» What you are asked to do
Search for the word "below" in the entries. Each line that holds it should be copied.

» Provided records

..........

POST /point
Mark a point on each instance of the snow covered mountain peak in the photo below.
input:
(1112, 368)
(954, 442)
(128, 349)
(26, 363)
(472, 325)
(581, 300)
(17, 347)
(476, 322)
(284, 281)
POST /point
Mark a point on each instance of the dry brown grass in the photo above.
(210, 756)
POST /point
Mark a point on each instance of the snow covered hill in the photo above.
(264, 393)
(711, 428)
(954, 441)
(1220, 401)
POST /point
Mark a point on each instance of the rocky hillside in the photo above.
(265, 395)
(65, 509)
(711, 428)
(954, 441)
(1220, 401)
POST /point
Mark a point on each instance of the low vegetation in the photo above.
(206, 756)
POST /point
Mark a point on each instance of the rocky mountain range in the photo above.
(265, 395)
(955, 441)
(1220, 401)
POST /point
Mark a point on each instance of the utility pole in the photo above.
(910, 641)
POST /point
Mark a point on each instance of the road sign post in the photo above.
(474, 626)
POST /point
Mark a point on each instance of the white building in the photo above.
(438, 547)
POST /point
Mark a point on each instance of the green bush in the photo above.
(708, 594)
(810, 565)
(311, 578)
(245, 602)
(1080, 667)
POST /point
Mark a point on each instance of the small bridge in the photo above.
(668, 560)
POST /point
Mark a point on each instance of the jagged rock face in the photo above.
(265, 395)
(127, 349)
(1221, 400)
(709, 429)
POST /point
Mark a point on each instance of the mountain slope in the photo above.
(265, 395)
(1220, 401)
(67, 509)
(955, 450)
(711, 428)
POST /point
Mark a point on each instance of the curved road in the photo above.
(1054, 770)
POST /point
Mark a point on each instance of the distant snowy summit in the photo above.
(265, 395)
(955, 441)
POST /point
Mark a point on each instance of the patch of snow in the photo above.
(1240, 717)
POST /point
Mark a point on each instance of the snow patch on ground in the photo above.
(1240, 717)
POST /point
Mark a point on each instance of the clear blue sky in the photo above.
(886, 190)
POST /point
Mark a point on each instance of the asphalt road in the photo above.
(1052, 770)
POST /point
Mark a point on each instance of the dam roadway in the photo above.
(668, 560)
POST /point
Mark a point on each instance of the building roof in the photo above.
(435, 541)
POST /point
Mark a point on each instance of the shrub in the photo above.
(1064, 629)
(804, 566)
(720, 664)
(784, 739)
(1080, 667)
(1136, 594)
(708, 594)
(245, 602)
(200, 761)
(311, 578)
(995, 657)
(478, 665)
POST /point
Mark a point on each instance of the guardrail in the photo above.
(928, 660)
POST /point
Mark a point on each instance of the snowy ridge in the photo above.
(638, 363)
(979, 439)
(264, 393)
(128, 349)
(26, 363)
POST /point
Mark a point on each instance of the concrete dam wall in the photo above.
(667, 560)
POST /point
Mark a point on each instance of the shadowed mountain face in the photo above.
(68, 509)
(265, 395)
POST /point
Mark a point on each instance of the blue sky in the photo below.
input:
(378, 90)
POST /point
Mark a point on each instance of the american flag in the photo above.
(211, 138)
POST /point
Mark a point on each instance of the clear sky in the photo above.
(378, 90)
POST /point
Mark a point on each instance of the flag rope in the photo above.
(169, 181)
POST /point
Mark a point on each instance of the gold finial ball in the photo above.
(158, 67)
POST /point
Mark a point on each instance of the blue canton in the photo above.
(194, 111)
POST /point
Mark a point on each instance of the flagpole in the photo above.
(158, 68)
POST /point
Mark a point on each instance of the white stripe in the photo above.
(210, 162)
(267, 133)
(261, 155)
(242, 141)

..........

» Answer section
Mark a point on each instance of the snow covered mountain peak in the photo below.
Mark a point on each instance of the blue sky in the photo below.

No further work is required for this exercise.